What needs to be done
Write out the entries verbatim and leave the images out of the copy.
^^^^
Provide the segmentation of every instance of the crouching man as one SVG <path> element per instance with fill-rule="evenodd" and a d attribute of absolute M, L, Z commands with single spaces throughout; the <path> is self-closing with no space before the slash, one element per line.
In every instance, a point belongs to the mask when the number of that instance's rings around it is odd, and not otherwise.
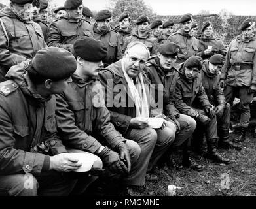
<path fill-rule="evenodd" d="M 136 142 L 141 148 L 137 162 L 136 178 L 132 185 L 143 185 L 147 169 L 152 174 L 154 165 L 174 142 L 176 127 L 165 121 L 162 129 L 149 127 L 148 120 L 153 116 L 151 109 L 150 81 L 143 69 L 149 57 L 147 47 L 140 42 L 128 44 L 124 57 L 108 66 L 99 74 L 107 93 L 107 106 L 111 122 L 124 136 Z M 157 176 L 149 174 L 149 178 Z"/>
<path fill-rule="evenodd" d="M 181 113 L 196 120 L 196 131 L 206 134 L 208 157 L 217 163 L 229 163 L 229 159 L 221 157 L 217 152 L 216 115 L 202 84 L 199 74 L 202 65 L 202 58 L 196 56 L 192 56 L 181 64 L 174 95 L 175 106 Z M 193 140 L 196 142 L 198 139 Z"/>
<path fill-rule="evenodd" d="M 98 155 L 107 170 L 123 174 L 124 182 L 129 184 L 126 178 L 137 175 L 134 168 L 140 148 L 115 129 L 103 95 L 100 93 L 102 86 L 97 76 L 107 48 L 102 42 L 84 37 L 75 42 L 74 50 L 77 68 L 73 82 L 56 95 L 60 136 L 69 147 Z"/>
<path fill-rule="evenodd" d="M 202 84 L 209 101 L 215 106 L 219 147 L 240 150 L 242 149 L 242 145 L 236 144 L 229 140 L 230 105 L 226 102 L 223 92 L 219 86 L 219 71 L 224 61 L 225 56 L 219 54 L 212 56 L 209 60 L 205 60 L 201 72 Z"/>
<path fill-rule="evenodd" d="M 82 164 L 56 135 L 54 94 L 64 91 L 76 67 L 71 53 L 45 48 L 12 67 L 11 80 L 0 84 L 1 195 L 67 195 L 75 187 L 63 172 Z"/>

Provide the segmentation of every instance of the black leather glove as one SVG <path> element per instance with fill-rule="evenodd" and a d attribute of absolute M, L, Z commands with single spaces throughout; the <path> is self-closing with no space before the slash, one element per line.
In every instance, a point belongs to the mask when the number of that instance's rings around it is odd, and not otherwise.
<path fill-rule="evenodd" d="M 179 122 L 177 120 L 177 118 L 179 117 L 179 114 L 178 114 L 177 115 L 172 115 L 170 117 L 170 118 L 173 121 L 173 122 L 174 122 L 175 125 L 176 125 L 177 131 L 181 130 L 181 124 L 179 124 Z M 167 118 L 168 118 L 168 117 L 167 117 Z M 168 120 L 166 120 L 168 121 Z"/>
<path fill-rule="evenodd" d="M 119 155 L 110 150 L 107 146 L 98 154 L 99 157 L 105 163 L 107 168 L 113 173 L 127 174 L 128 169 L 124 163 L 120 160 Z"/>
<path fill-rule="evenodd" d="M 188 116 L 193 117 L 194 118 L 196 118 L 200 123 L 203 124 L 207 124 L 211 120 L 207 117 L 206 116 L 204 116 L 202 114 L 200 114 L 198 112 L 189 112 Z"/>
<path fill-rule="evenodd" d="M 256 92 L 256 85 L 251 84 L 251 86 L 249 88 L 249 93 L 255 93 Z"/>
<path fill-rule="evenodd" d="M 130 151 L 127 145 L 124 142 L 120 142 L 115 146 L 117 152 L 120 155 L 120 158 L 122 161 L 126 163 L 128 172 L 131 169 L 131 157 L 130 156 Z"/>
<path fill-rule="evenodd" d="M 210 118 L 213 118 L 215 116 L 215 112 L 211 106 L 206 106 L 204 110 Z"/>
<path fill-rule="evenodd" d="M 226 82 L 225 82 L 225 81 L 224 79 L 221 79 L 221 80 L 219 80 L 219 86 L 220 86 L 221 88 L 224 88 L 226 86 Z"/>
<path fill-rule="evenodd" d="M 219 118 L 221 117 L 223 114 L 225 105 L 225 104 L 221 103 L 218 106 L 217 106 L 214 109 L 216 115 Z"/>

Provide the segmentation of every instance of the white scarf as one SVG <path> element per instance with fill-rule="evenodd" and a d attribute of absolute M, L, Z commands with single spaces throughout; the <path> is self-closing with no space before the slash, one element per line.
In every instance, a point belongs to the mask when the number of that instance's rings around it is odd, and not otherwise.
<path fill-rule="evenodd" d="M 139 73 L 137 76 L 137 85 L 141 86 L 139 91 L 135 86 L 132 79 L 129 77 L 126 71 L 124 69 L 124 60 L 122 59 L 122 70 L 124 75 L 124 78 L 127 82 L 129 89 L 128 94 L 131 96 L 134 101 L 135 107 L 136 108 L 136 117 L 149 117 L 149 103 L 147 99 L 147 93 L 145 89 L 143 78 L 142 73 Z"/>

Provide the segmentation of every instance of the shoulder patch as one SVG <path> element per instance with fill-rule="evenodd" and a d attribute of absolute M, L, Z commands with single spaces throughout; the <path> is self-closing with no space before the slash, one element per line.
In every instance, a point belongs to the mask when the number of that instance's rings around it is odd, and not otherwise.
^^^^
Result of the exercise
Provide the segmentation of every instance of the crouching man as one SVG <path> element per instance with fill-rule="evenodd" and a d attribute of absolute M, L, Z commands with single spaces throughout; the <path> is self-closing with no space before the slash, one element per line.
In every instance, a point belongs to the mask when the number of that instance's rings around it is odd, and not otherwise.
<path fill-rule="evenodd" d="M 136 142 L 141 148 L 137 162 L 136 178 L 132 185 L 143 185 L 147 169 L 152 174 L 154 165 L 174 142 L 176 127 L 165 121 L 162 129 L 149 127 L 148 120 L 153 116 L 151 109 L 150 81 L 143 69 L 149 57 L 147 47 L 140 42 L 128 44 L 124 57 L 108 66 L 99 74 L 107 93 L 107 106 L 111 122 L 124 136 Z M 157 176 L 149 174 L 149 178 Z"/>
<path fill-rule="evenodd" d="M 181 113 L 196 120 L 196 131 L 206 134 L 208 157 L 217 163 L 229 163 L 229 159 L 221 157 L 217 152 L 216 115 L 202 84 L 199 74 L 202 65 L 202 58 L 196 56 L 192 56 L 181 64 L 174 95 L 175 106 Z M 193 140 L 196 142 L 198 139 Z"/>
<path fill-rule="evenodd" d="M 98 155 L 107 170 L 123 174 L 124 182 L 129 184 L 126 178 L 137 175 L 134 168 L 140 148 L 115 129 L 103 95 L 100 93 L 102 86 L 97 76 L 107 48 L 102 42 L 84 37 L 75 42 L 74 50 L 77 68 L 73 82 L 56 95 L 60 136 L 69 147 Z"/>
<path fill-rule="evenodd" d="M 202 84 L 209 101 L 215 106 L 219 147 L 240 150 L 242 149 L 242 145 L 236 144 L 229 140 L 230 105 L 226 102 L 223 92 L 219 86 L 219 71 L 224 61 L 225 56 L 219 54 L 212 56 L 209 60 L 205 60 L 201 72 Z"/>
<path fill-rule="evenodd" d="M 82 164 L 56 135 L 54 94 L 64 91 L 76 67 L 71 53 L 45 48 L 12 67 L 11 80 L 0 84 L 1 195 L 67 195 L 75 187 L 63 172 Z"/>

Provide the segmentation of every instance of the black leather glove as one SVG <path> element per instance with fill-rule="evenodd" and a d attribute of absolute M, L, Z commands with single spaces throughout; the <path> is self-closing with no space before the slash, one element per line.
In every instance, a point belongs to the mask when the number of that instance's rings around it is odd, and not otherwise.
<path fill-rule="evenodd" d="M 179 122 L 177 120 L 177 118 L 179 117 L 179 114 L 178 114 L 177 115 L 172 115 L 170 117 L 170 118 L 173 121 L 173 122 L 174 122 L 175 125 L 176 125 L 177 131 L 181 130 L 181 124 L 179 124 Z M 167 118 L 168 118 L 168 117 L 167 117 Z M 168 120 L 166 120 L 168 121 Z"/>
<path fill-rule="evenodd" d="M 119 155 L 110 150 L 107 146 L 98 154 L 99 157 L 105 163 L 107 168 L 113 173 L 127 174 L 128 169 L 124 163 L 120 160 Z"/>
<path fill-rule="evenodd" d="M 188 116 L 193 117 L 194 118 L 196 118 L 200 123 L 203 124 L 207 124 L 211 120 L 207 117 L 206 116 L 204 116 L 202 114 L 200 114 L 198 112 L 189 112 Z"/>
<path fill-rule="evenodd" d="M 256 92 L 256 85 L 251 84 L 251 86 L 249 88 L 249 93 L 255 93 Z"/>
<path fill-rule="evenodd" d="M 130 151 L 127 145 L 124 142 L 120 142 L 115 146 L 117 152 L 120 155 L 120 158 L 122 161 L 126 163 L 128 172 L 131 169 L 131 157 L 130 156 Z"/>
<path fill-rule="evenodd" d="M 210 118 L 213 118 L 215 116 L 215 112 L 211 106 L 206 106 L 204 110 Z"/>
<path fill-rule="evenodd" d="M 226 82 L 225 82 L 225 81 L 224 79 L 221 79 L 221 80 L 219 80 L 219 86 L 220 86 L 221 88 L 224 88 L 226 86 Z"/>
<path fill-rule="evenodd" d="M 219 118 L 221 117 L 223 114 L 225 105 L 225 104 L 221 103 L 218 106 L 217 106 L 214 109 L 216 115 Z"/>

Provide the segmentation of every instance of the white scarf as one SVG <path> element per instance with fill-rule="evenodd" and a d attribute of absolute M, L, Z commands with single spaces throughout; the <path> is self-closing with no space before the slash, one element per line.
In every instance, a point belongs to the mask when the number of that instance's rings around it is odd, and not otherwise.
<path fill-rule="evenodd" d="M 139 73 L 137 76 L 137 85 L 141 86 L 139 91 L 135 86 L 132 79 L 129 77 L 126 71 L 124 69 L 124 60 L 122 59 L 122 70 L 124 75 L 124 78 L 127 82 L 129 89 L 128 94 L 131 96 L 134 101 L 135 107 L 136 108 L 136 117 L 149 117 L 149 103 L 147 99 L 147 93 L 145 89 L 143 78 L 142 73 Z"/>

Provide the segmentation of every instance of the shoulder patch as one SVG <path> element per instance with fill-rule="evenodd" and a d attribute of absolute M, L, Z commands with single spaces throughout; the <path> is self-closing with no space before the slash, one element per line.
In every instance, a point belongs to the mask when the number of that instance's rings around it is odd, and not otherwise.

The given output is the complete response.